• **SELECTED TEXT**
FreeBSD Mail Archives

Date:      Wed, 8 Jul 2015 19:27:20 -0400 (EDT)
From:      Rick Macklem <rmacklem@uoguelph.ca>
To:        Ahmed Kamal <email.ahmedkamal@googlemail.com>
Cc:        Julian Elischer <julian@freebsd.org>, freebsd-fs@freebsd.org,  Xin LI <d@delphij.net>
Subject:   Re: Linux NFSv4 clients are getting (bad sequence-id error!)
Message-ID:  <1274495343.6405799.1436398040440.JavaMail.zimbra@uoguelph.ca>
In-Reply-To: <CANzjMX6jbO8PrJD1WKVnWL12UqxDZh4jrMEJ0HxbVzDG448QFQ@mail.gmail.com>
References:  <CANzjMX45QaC8yZx2nHPAohJRvQjmUOHuhMQWP9nX%2BsrJs707Hg@mail.gmail.com> <CANzjMX5xyUz6OkMKS4O-MrV2w58YT9ricOPLJWVtAR5Ci-LMew@mail.gmail.com> <2010996878.3611963.1435884702063.JavaMail.zimbra@uoguelph.ca> <CANzjMX6EoPOcY9V5EQeu5KO1WhwFxxo7-mYRhccVvKiaDW8nGQ@mail.gmail.com> <1463698530.4486572.1436135333962.JavaMail.zimbra@uoguelph.ca> <CANzjMX4MzqtBD-myifpT6i_HM97FVQ31vWjh7fiMsLJBe7Bh0w@mail.gmail.com> <CANzjMX7bvh3_%2BEBBRn6A-PeC_1tnh9FOPeOuN0x=Rr6fGCa-SA@mail.gmail.com> <CANzjMX6jbO8PrJD1WKVnWL12UqxDZh4jrMEJ0HxbVzDG448QFQ@mail.gmail.com>

index | next in thread | previous in thread | raw e-mail


Ahmed Kamal wrote:
> I have a test rhel6 box (one that can mount nfs with vers=4.1) .. However
> this is an old server with no users on it .. Can you kindly show me how to
> stress test this mount to either induce the bad sequence error, or prove
> nfs-4.1 is rock solid ?
> 
Don't ask me. You are the one that sees the problem, so all I can suggest is
get this client to do the same stuff as your other clients that exhibit the
problem.

> If upgrading all boxes to rhel-6 and nfs-4.1 is the only way to solve this
> .. then so be it .. I just want to be sure it's solid before the upgrade
> 
As I recall, you've never tried Xin Li's patch.

rick

> Thanks folks!
> 
> On Wed, Jul 8, 2015 at 4:20 PM, Ahmed Kamal <email.ahmedkamal@googlemail.com
> > wrote:
> 
> > Another note .. is that the linux boxes when they have hung processes ..
> > They have a process (rpciod) taking 10-15% CPU
> >
> > On Wed, Jul 8, 2015 at 4:18 PM, Ahmed Kamal <
> > email.ahmedkamal@googlemail.com> wrote:
> >
> >> Hi folks,
> >>
> >> I have tested Xin's patches .. Unfortunately the problem didn't go away
> >> :/ Many users are still reporting hung processes. If it would help, can
> >> you
> >> show me how to dump a network trace that would help you identify the issue
> >> ?

• **WRITTEN TASKS**
A – Reproduce the stretch of the NFSv4 mailing-list message from "FreeBSD Mail Archives" through "(bad sequence-id error!)".
B – Continue the NFSv4 mailing-list message from the point where it stops.

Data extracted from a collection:
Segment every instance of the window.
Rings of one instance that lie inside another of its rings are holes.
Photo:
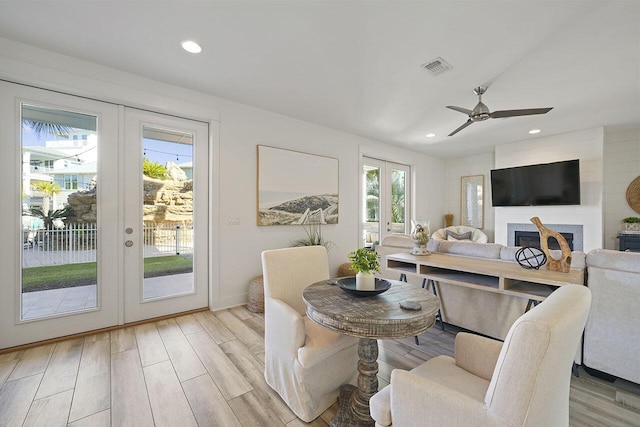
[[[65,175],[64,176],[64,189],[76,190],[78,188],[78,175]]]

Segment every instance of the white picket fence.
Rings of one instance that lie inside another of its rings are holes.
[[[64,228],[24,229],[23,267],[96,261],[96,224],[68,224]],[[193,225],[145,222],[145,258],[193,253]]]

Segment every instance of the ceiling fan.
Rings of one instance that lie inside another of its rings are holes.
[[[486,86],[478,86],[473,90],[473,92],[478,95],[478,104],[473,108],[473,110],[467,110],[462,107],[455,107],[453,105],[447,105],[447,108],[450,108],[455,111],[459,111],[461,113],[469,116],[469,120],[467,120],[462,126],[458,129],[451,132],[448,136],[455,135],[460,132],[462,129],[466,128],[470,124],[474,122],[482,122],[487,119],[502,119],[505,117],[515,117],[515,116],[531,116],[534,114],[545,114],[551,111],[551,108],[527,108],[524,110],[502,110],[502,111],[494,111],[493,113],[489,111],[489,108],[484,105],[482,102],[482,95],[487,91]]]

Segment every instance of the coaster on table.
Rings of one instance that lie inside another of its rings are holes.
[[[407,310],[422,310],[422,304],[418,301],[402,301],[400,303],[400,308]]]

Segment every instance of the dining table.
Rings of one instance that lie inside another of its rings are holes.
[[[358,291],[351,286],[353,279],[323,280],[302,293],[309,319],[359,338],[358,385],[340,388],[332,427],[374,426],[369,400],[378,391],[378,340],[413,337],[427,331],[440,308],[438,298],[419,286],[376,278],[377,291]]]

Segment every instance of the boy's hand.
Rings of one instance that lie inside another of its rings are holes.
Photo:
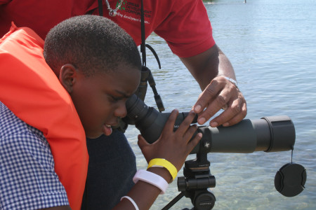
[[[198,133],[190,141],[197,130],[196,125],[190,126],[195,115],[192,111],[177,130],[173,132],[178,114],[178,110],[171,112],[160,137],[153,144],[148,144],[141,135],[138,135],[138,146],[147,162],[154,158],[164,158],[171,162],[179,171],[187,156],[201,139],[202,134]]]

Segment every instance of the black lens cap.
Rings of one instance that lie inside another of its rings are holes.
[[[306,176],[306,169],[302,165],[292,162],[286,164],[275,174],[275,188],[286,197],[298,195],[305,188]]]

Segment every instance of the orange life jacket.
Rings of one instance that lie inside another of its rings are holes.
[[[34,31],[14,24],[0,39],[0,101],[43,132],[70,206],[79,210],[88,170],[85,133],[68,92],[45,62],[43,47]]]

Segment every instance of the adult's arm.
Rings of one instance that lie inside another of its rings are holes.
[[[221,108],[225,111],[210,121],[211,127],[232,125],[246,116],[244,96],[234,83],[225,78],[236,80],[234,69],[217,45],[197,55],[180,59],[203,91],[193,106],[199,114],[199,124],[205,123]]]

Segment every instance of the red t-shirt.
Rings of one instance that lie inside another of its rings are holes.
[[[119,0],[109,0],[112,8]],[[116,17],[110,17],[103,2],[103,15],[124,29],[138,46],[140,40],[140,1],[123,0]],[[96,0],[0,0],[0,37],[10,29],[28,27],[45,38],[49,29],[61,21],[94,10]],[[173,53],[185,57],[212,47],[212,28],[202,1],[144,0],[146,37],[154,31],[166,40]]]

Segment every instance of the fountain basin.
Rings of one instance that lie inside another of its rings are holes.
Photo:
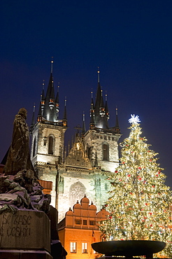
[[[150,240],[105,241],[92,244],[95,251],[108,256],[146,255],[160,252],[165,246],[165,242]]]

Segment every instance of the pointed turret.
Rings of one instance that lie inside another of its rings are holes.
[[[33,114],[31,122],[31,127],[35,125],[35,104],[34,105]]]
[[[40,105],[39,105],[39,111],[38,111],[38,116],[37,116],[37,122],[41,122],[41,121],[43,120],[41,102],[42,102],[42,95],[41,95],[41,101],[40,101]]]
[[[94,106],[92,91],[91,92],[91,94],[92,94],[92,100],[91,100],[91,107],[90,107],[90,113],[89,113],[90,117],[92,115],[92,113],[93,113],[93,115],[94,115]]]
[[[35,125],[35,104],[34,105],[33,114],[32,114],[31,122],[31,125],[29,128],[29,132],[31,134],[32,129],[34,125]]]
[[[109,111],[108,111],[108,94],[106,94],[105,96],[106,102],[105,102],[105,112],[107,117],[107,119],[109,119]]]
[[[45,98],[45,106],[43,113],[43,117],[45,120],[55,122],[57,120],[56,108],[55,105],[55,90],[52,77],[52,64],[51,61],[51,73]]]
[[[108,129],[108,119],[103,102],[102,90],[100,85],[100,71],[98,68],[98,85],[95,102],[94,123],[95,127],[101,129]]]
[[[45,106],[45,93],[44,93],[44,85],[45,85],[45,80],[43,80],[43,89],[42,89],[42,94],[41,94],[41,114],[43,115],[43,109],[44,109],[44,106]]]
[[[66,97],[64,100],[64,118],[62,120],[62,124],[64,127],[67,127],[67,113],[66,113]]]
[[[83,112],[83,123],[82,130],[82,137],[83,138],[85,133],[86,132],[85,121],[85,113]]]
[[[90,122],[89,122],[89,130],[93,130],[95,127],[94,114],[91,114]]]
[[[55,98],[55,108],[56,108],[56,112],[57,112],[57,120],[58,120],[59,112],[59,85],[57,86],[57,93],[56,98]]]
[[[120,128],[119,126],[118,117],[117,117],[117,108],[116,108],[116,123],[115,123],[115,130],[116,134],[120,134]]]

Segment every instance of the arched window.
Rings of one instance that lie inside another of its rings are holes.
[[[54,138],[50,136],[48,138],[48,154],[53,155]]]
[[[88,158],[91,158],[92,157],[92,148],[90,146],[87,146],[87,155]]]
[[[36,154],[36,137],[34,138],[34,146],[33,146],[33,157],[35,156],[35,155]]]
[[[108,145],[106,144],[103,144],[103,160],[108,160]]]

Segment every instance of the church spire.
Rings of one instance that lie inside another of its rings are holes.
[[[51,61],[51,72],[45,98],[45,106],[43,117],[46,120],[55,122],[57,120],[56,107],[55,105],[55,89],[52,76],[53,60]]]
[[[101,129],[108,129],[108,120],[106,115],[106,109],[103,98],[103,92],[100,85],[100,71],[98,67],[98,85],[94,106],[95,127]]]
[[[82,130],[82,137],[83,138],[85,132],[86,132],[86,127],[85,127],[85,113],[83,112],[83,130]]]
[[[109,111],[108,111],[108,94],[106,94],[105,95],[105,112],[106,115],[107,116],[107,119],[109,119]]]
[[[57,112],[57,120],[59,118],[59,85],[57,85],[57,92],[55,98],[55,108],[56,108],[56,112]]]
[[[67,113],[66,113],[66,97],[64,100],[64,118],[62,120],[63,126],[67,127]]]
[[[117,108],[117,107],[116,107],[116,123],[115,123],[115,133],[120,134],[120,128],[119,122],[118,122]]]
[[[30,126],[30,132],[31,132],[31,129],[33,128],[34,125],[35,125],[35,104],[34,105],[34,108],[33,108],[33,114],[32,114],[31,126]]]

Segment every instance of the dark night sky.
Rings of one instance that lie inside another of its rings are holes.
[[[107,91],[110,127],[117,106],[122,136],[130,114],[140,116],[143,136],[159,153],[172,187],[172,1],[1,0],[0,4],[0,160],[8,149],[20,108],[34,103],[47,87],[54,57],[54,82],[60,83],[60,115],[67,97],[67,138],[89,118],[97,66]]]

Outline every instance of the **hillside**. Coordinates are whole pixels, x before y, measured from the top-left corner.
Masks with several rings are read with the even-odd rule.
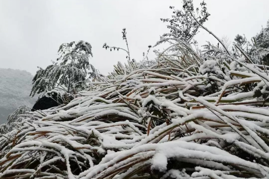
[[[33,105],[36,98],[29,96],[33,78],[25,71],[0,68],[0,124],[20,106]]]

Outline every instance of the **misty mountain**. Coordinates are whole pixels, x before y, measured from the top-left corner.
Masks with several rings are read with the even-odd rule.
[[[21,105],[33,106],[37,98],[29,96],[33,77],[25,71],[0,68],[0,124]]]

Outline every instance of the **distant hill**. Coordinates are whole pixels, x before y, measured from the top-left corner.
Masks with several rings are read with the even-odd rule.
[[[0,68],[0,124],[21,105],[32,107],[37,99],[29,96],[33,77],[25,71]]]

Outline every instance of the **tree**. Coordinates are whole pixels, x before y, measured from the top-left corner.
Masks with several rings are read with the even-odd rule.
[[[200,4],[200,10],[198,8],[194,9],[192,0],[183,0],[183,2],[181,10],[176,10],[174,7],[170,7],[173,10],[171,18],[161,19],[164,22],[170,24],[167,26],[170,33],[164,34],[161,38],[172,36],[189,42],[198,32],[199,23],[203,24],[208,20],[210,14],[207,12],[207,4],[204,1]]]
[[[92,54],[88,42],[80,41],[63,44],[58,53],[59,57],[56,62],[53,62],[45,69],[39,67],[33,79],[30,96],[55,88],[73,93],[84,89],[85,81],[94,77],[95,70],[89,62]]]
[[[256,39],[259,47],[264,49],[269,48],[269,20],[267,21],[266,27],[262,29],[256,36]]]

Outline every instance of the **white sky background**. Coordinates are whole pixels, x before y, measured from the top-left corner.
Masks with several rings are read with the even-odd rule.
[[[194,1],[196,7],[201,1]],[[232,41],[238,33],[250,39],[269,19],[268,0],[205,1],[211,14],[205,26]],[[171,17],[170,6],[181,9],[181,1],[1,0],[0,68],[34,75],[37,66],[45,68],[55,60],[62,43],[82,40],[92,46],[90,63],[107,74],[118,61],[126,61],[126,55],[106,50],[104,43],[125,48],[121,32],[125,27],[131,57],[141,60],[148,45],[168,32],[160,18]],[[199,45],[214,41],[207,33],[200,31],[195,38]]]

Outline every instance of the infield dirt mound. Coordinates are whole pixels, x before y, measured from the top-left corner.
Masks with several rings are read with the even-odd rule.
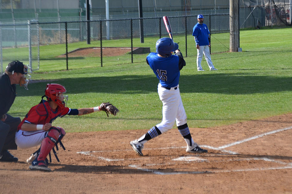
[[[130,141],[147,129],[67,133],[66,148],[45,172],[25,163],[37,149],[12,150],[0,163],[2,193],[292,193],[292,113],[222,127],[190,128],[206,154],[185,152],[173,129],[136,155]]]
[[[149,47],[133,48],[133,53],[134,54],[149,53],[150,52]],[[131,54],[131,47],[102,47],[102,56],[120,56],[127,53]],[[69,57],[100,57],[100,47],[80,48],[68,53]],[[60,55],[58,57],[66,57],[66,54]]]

• **ANSWERS BY TASK**
A –
FreeBSD Mail Archives

Date:      Wed, 8 Jul 2015 19:27:20 -0400 (EDT)
From:      Rick Macklem <rmacklem@uoguelph.ca>
To:        Ahmed Kamal <email.ahmedkamal@googlemail.com>
Cc:        Julian Elischer <julian@freebsd.org>, freebsd-fs@freebsd.org,  Xin LI <d@delphij.net>
Subject:   Re: Linux NFSv4 clients are getting (bad sequence-id error!)

B –
> >>
> >> Also, is it possible in any way to have my trusted nfs3, handle the case
> >> where every zfs /home folder is its own dataset ?
> >>
> >> On Mon, Jul 6, 2015 at 12:28 AM, Rick Macklem <rmacklem@uoguelph.ca>
> >> wrote:
> >>
> >>> Ahmed Kamal wrote:
> >>> > Hi folks,
> >>> >
> >>> > Just a quick update. I did not test Xin's patches yet .. What I did so
> >>> far
> >>> > is to increase the tcp highwater tunable and increase nfsd threads to
> >>> 60.
> >>> > Today (a working day) I noticed I only got one bad sequence error
> >>> message!
> >>> > Check this:
> >>> >
> >>> > # grep 'bad sequence' messages* | awk '{print $1 $2}' | uniq -c
> >>> >       1 messages:Jul5
> >>> >      39 messages.1:Jun28
> >>> >      15 messages.1:Jun29
> >>> >       4 messages.1:Jun30
> >>> >       9 messages.1:Jul1
> >>> >      23 messages.1:Jul2
> >>> >       1 messages.1:Jul4
> >>> >       1 messages.2:Jun28
> >>> >
> >>> > So there seems to be an improvement! Not sure if the Linux nfs4 client
> >>> is
> >>> > able to somehow recover from those bad-sequence situations or not .. I
> >>> did
> >>> > get some user complaints that running "ls -l" is sometimes slow and
> >>> takes a
> >>> > couple of seconds to finish.
> >>> >
> >>> > One final question .. Do you folks think nfs4.1 is more reliable in
> >>> general
> >>> > than nfs4 .. I've always only used nfs3 (I guess it can't work here
> >>> with
> >>> > /home/* being separate zfs filesystems) .. So should I go through the
> >>> pain
> >>> > of upgrading a few servers to RHEL-6 to try out nfs4.1 ? Basically do
> >>> you
> >>> > expect the protocol to be more solid ? I know it's a fluffy question,
> >>> just
> >>> > give me your thoughts. Thanks a lot!
> >>> >
> >>> All I can say is that the "bad seqid" errors should not occur, since
> >>> NFSv4.1
> >>> doesn't use the seqid#s to order RPCs.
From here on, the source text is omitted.